Brief -
Copy all lines below containing "pink".

Records from a collection
<<<<
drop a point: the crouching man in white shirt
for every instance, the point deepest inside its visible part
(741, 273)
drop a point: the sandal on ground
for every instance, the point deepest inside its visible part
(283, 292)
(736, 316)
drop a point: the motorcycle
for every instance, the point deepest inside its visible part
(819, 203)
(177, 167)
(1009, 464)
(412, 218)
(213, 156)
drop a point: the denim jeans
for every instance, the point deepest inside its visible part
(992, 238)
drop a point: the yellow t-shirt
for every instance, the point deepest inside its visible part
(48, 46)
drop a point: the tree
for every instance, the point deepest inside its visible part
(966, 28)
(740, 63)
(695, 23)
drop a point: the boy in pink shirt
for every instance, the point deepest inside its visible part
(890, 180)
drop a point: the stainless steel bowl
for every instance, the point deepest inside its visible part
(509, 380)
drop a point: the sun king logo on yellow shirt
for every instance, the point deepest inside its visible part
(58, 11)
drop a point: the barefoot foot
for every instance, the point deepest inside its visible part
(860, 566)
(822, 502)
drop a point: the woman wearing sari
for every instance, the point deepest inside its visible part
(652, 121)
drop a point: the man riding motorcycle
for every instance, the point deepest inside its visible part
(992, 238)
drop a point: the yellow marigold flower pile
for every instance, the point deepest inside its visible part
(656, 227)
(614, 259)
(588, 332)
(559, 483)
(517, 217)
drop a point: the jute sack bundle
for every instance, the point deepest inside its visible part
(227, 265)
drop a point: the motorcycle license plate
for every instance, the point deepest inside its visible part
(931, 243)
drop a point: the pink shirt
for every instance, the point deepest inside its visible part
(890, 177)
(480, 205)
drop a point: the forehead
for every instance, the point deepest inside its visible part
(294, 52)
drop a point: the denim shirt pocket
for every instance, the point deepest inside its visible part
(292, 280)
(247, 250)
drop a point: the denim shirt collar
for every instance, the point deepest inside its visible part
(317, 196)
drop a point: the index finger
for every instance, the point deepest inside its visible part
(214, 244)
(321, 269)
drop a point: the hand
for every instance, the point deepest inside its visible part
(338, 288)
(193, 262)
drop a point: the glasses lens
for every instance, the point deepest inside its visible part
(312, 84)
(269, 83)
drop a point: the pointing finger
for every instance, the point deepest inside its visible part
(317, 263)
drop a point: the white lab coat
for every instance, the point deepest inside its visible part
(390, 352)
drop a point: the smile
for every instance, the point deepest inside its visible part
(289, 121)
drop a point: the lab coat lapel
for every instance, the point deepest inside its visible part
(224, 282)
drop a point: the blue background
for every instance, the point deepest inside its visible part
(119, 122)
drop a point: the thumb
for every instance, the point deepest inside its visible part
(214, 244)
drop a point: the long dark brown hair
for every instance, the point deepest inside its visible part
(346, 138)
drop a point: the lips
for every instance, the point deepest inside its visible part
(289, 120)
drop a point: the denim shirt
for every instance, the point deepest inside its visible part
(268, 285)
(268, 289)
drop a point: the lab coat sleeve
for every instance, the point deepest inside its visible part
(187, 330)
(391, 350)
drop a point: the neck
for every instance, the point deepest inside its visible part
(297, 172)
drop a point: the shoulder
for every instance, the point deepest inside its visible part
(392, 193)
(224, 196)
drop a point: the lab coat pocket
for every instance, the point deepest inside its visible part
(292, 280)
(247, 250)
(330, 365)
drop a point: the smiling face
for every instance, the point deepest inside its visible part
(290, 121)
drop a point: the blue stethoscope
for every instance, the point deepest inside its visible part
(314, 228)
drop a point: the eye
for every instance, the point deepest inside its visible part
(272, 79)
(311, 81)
>>>>
Answer space -
drop a point: the boy in pink shirt
drop a point: the pink shirt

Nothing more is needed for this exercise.